* begin Document excerpt *
Thanks anyway brother.  Better safe than sorry!


----------



## SonnyE (Feb 18, 2018)

bearcarver said:


> Good you got rid of most of the Fat.
> 
> You're in for a Treat---Love Bear Jerky!!:)
> 
> ...



But the question remains....
Are you a termite?:confused:

LOL! ;):):D


----------



## uncle eddie (Feb 18, 2018)

Here is the finished product.  The big surprise was how much it shrunk...2.5 pounds down to just about 1 pound.

I tried it and it tasted pretty darned good, but I better let the guy who shot it have the rest haha.


----------



## motocrash (Feb 18, 2018)

Looks really good uncle eddie.Wouldn't think it would shrink more that Beefo_O


----------



## Bearcarver (Feb 19, 2018)

Looks Great Eddie!!!:)

Got to be Mighty Tasty!!

Bear


----------



## uncle eddie (Feb 19, 2018)

Thanks Bear!

Here is a pic of the bear - he shot it the day before the total eclipse.


----------



## Bearcarver (Feb 19, 2018)

Nice Bear!!
Bout 300LB ?

He shot that in August?
Our Bear rifle is in November.
Harvest between 3,000 & 4,000 in PA annually.


Bear


----------



## uncle eddie (Feb 19, 2018)
* end Document excerpt *
→ **Actions to take**
1. Answer these questions about the bear jerky thread, one per line:
(a) How much did the meat weigh before and after it was made into jerky?
(b) According to uncle eddie, when was the bear shot?
(c) In which month is the bear rifle season that Bearcarver mentions?
2. Shorten the paragraph in the bear jerky thread that begins "Here is the finished product" into a single short sentence that keeps its main facts.
3. Write the next post in the bear jerky thread, starting after the final heading for uncle eddie.
The lines after this come from a different source than the bear jerky thread.
* begin Data entries *
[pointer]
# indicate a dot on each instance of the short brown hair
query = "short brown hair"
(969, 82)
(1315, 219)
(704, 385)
* end Data entries *
→ **Outputs in order**
1.
(a) About 2.5 pounds before and about 1 pound after.
(b) The day before the total eclipse.
(c) November.

2. The finished jerky shrank from 2.5 pounds to about 1 pound.

3.
He said it was about 250 using the skull measuring method.  There was a lot bigger one on camera, but he never got to see it in daylight so he took this one on the last day of his hunt.


----------



## Bearcarver (Feb 19, 2018)

uncle eddie said:


> He said it was about 250 using the skull measuring method.  There was a lot bigger one on camera, but he never got to see it in daylight so he took this one on the last day of his hunt.



LOL---The closest I ever got to getting a Bear was the one year Bethlehem Steel wouldn't let me take off that day.
So another guy went with my Dad & my Brother, in my place. That guy sat at my usual spot along Red Rock Run ridge, and one came walking along the edge of the swamp, right in front of him.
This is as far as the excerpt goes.